(Coordinate-labeling data)

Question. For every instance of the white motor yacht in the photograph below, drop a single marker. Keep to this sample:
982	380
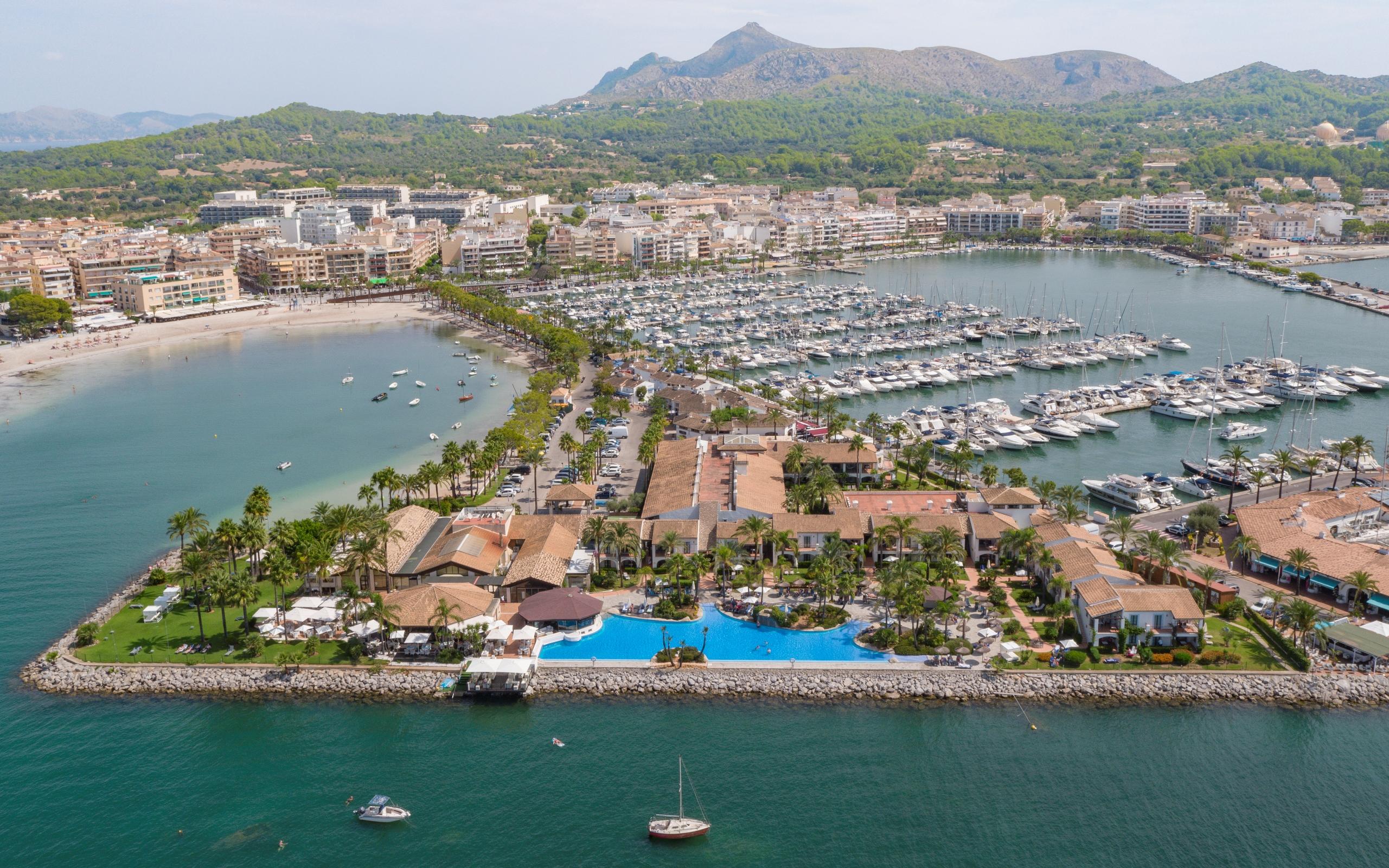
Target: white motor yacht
1241	431
1103	423
1056	428
381	810
1195	486
1124	491
1177	409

_Exercise details_. Extract every line of the records above word for word, omitting the pictures.

_Correct answer_.
Question. For every instance of the white motor yacht in the photograph below, drop a single marker. Keep to this sample:
982	380
Target: white motor yacht
1241	431
1103	423
1056	428
381	810
1195	486
1124	491
1177	409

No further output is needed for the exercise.